--- Begin ---
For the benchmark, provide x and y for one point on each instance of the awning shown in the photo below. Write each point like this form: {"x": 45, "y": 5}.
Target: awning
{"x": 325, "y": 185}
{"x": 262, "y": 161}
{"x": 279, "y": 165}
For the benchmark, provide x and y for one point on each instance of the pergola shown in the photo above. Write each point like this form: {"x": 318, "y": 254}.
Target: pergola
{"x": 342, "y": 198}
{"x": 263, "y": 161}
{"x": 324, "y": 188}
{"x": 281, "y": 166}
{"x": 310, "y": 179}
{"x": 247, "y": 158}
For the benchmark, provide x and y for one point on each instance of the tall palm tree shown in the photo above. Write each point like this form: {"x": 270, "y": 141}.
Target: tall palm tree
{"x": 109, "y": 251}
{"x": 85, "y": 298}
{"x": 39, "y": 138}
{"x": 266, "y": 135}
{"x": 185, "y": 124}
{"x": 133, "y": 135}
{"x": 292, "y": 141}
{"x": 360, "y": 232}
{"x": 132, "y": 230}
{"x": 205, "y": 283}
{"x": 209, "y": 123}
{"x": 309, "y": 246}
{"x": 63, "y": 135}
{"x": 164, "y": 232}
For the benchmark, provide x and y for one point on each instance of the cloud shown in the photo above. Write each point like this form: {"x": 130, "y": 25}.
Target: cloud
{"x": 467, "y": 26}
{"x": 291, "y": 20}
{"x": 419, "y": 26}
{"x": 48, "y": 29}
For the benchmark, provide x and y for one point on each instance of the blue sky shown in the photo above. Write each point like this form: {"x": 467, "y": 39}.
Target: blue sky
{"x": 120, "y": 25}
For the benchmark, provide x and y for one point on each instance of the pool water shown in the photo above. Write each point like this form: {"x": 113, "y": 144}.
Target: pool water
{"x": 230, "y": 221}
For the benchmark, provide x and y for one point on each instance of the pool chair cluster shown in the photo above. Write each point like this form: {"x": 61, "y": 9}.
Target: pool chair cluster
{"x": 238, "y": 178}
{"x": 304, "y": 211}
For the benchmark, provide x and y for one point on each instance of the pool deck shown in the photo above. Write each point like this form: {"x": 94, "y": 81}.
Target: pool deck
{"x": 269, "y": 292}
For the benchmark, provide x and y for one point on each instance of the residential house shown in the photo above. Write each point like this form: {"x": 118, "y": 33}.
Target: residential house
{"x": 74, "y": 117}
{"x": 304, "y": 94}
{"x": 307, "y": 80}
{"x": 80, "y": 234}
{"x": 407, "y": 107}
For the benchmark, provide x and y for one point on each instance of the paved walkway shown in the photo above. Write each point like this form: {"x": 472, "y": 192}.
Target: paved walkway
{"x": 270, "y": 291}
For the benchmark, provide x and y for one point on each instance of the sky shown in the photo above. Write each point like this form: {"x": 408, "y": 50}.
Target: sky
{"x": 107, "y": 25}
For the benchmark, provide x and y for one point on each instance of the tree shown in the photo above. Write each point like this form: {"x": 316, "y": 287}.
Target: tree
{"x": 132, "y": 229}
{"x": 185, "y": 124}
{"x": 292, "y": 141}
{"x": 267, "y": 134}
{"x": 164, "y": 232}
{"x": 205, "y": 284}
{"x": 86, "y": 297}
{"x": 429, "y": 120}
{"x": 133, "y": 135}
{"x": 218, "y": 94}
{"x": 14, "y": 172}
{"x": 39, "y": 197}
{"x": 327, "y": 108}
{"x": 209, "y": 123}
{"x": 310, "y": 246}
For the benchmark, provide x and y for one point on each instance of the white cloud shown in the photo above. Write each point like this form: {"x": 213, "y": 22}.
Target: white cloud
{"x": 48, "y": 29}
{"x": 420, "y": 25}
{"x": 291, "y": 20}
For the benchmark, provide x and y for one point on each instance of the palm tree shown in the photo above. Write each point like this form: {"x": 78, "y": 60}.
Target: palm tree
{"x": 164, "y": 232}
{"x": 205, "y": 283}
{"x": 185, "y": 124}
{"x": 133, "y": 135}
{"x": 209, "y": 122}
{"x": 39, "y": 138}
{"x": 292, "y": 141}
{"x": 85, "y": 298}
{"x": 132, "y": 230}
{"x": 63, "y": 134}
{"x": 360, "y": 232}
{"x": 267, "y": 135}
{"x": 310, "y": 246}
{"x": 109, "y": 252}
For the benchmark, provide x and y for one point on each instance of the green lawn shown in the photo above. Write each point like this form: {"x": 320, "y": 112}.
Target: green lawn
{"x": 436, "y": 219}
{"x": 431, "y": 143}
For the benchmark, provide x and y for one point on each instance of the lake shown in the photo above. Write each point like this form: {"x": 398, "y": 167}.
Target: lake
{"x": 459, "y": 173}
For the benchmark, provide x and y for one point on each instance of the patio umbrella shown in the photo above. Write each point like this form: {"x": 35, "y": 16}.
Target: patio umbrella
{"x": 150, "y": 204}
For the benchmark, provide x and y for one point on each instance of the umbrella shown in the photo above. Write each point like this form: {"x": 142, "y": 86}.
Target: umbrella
--- End ---
* EXERCISE *
Reproduce every item above, replacing "benchmark" with "evaluation" wherever it occurs and leaving all other text unchanged.

* ANSWER TO THIS PROBLEM *
For the evaluation, provide x and y for one point on each instance of the awning shown in the photo below. Write each point like this form: {"x": 45, "y": 5}.
Target: awning
{"x": 325, "y": 185}
{"x": 262, "y": 161}
{"x": 279, "y": 165}
For the evaluation, provide x and y for one point on each instance of the pergola shown in the photo above. Write each point like this form: {"x": 318, "y": 254}.
Target: pergola
{"x": 342, "y": 198}
{"x": 263, "y": 161}
{"x": 324, "y": 188}
{"x": 281, "y": 166}
{"x": 310, "y": 179}
{"x": 247, "y": 158}
For the evaluation, provide x and y for one point on each instance of the tall palm tree shown in the photo above. Write each point like this form: {"x": 270, "y": 141}.
Target: tall palm tree
{"x": 109, "y": 251}
{"x": 85, "y": 298}
{"x": 39, "y": 138}
{"x": 266, "y": 135}
{"x": 185, "y": 124}
{"x": 133, "y": 135}
{"x": 292, "y": 141}
{"x": 360, "y": 232}
{"x": 132, "y": 230}
{"x": 205, "y": 283}
{"x": 209, "y": 123}
{"x": 309, "y": 246}
{"x": 63, "y": 135}
{"x": 164, "y": 232}
For the evaluation, provide x and y for one point on each instance of the cloud shown in the photo above. Write each point like this form: {"x": 130, "y": 25}.
Target: cloud
{"x": 467, "y": 26}
{"x": 291, "y": 20}
{"x": 419, "y": 26}
{"x": 48, "y": 29}
For the evaluation, provide x and y for one point on each instance of the blue sky shown in the photo above. Write each point like this form: {"x": 467, "y": 39}.
Target: blue sky
{"x": 120, "y": 25}
For the evaluation, provide x and y for one point on each instance of the pool water shown in the photo above. Write each point like this form: {"x": 113, "y": 144}.
Target: pool water
{"x": 230, "y": 221}
For the evaluation, provide x and y for one point on each instance of the pool chair cluster shown in the photo above. Write each point like this form: {"x": 61, "y": 9}.
Target: pool chair cluster
{"x": 238, "y": 178}
{"x": 304, "y": 211}
For the evaluation, provide x and y for one point on each instance of the pool deck shown in the photo above. Write each point like this form: {"x": 94, "y": 81}.
Target: pool deck
{"x": 269, "y": 292}
For the evaluation, provide x and y for one point on each instance of the residential house shown in the photo above. Write each point like this form: {"x": 118, "y": 33}.
Target: residential house
{"x": 74, "y": 117}
{"x": 304, "y": 94}
{"x": 307, "y": 80}
{"x": 80, "y": 234}
{"x": 407, "y": 107}
For the evaluation, provide x and y for one point on each instance of the paved walkway shown in the photo above. Write each point like this form: {"x": 472, "y": 192}.
Target: paved walkway
{"x": 270, "y": 291}
For the evaluation, provide x and y for one point on each instance of the sky shown in the photo above. Write each point like this form: {"x": 408, "y": 50}.
Target: sky
{"x": 107, "y": 25}
For the evaluation, provide x and y for one point on each instance of the tree shown in the photo above. Write each point like this form: {"x": 316, "y": 287}.
Target: tree
{"x": 132, "y": 229}
{"x": 185, "y": 124}
{"x": 292, "y": 141}
{"x": 267, "y": 134}
{"x": 164, "y": 232}
{"x": 205, "y": 284}
{"x": 86, "y": 297}
{"x": 429, "y": 120}
{"x": 133, "y": 135}
{"x": 218, "y": 94}
{"x": 14, "y": 172}
{"x": 39, "y": 197}
{"x": 327, "y": 108}
{"x": 209, "y": 123}
{"x": 310, "y": 246}
For the evaluation, provide x and y for one point on each instance of the white cloud shown in the photo above. Write each point like this form: {"x": 213, "y": 22}.
Target: white cloud
{"x": 48, "y": 29}
{"x": 420, "y": 25}
{"x": 291, "y": 20}
For the evaluation, provide x and y for one point on each instance of the palm tree shown in the photo above. Write each point like this form: {"x": 78, "y": 60}.
Target: palm tree
{"x": 164, "y": 232}
{"x": 205, "y": 283}
{"x": 185, "y": 124}
{"x": 133, "y": 135}
{"x": 209, "y": 122}
{"x": 39, "y": 138}
{"x": 292, "y": 141}
{"x": 85, "y": 298}
{"x": 132, "y": 230}
{"x": 63, "y": 134}
{"x": 360, "y": 232}
{"x": 267, "y": 135}
{"x": 310, "y": 246}
{"x": 109, "y": 252}
For the evaluation, provide x and y for one point on each instance of the green lawn shown in the photo above. Write each point like this form: {"x": 320, "y": 112}.
Target: green lawn
{"x": 436, "y": 219}
{"x": 431, "y": 143}
For the evaluation, provide x and y for one point on each instance of the lake shown in the photo above. Write each point like this form: {"x": 398, "y": 167}.
Target: lake
{"x": 459, "y": 173}
For the evaluation, provide x and y for one point on each instance of the patio umbrella shown in the photo above. Write each point like this form: {"x": 35, "y": 16}.
Target: patio umbrella
{"x": 150, "y": 204}
For the evaluation, provide x and y for one point on each instance of the umbrella shown in the photo above. Write each point like this form: {"x": 142, "y": 86}.
Target: umbrella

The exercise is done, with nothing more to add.